• **STATED GOAL**: Please reproduce the stretch of records from the line containing "Expected: one point per instance of the wooden desk in" through the end of the records, character for character, and nothing else.

• **EXERCISE MATERIAL**:
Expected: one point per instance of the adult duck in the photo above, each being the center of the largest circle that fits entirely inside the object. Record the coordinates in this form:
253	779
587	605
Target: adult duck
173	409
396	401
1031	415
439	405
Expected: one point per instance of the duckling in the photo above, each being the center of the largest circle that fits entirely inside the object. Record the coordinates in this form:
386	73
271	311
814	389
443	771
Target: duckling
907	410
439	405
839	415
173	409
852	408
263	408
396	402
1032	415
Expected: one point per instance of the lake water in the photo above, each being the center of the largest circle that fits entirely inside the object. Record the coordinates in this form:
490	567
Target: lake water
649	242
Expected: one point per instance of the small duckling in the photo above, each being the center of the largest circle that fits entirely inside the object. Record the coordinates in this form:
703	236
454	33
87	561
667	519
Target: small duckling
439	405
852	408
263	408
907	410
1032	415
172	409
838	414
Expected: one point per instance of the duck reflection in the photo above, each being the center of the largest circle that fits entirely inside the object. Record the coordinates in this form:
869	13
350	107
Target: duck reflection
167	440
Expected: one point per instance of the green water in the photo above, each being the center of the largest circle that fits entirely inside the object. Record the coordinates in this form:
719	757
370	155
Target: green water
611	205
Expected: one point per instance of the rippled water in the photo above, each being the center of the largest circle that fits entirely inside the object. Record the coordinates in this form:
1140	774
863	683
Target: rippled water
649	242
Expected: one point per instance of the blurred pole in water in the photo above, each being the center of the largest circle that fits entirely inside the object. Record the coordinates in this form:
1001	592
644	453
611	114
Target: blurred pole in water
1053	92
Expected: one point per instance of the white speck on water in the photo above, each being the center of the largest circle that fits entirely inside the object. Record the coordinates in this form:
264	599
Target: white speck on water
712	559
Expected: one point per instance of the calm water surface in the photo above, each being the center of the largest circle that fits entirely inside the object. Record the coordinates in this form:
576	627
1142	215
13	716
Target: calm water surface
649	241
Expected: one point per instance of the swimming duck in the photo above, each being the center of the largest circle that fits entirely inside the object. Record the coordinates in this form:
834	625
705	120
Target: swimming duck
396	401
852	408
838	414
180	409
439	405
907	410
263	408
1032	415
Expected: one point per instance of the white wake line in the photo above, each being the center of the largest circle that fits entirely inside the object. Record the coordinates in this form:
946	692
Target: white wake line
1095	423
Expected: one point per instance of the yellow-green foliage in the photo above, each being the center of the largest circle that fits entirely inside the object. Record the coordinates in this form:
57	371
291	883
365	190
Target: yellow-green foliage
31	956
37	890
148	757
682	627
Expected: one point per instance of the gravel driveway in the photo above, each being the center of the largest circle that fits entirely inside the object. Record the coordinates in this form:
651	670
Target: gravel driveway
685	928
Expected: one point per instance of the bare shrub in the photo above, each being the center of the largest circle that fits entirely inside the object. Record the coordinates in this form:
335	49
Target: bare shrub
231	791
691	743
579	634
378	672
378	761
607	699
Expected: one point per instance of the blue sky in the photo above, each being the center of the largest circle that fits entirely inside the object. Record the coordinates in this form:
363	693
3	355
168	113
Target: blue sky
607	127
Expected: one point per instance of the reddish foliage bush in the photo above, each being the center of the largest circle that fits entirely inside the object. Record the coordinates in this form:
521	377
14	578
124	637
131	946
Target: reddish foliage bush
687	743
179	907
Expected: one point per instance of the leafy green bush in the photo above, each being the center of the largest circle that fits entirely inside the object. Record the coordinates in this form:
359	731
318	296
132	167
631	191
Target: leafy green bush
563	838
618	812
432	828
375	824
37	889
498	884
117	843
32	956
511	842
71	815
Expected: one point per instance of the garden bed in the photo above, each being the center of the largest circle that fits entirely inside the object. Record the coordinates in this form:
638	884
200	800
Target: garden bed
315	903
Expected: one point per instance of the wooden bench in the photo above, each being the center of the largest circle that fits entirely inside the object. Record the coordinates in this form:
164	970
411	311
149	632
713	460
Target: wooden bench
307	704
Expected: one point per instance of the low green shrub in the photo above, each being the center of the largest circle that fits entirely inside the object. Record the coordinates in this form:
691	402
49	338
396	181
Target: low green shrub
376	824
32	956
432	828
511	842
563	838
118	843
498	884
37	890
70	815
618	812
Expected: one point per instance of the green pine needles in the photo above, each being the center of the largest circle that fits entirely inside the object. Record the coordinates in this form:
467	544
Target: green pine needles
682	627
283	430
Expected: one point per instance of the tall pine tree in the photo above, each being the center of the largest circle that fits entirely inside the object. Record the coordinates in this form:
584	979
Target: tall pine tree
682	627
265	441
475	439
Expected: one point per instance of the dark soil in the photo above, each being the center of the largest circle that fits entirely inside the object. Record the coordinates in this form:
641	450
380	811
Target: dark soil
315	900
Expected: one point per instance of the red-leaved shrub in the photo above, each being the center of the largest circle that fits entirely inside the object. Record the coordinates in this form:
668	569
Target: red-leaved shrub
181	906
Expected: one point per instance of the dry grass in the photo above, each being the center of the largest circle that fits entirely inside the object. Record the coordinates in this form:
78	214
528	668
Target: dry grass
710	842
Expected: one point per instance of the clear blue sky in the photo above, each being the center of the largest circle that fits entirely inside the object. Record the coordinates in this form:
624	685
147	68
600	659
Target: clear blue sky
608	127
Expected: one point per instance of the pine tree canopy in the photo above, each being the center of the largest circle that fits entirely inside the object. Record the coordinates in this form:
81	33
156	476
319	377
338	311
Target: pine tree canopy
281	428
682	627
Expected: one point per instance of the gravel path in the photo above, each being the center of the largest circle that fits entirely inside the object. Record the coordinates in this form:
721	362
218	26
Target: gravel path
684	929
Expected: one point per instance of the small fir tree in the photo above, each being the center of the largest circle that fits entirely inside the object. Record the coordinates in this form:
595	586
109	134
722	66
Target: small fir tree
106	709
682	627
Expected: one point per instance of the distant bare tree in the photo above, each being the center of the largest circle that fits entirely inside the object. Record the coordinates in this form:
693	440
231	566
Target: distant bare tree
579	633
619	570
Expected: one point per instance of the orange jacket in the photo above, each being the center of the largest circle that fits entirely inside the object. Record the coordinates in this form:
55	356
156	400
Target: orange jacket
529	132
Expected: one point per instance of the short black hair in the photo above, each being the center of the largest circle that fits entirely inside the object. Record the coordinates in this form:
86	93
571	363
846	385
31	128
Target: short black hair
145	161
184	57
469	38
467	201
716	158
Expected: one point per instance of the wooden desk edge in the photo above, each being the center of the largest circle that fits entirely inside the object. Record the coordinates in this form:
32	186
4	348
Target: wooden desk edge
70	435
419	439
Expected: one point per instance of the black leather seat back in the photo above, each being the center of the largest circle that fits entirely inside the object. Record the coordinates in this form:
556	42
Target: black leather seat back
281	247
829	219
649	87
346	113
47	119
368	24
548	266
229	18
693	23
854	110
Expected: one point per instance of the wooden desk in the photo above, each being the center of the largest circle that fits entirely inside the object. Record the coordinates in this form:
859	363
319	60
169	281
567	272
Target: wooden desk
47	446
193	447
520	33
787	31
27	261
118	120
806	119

• **ANSWER FOR THIS EXERCISE**:
Expected: one point per instance of the wooden desk in the photo above, each being the center of the largest circle that fits entirely inside the object. Record the coordinates in this form:
859	363
319	60
169	281
567	272
Target: wooden desk
47	446
193	447
520	33
787	31
27	261
118	120
806	119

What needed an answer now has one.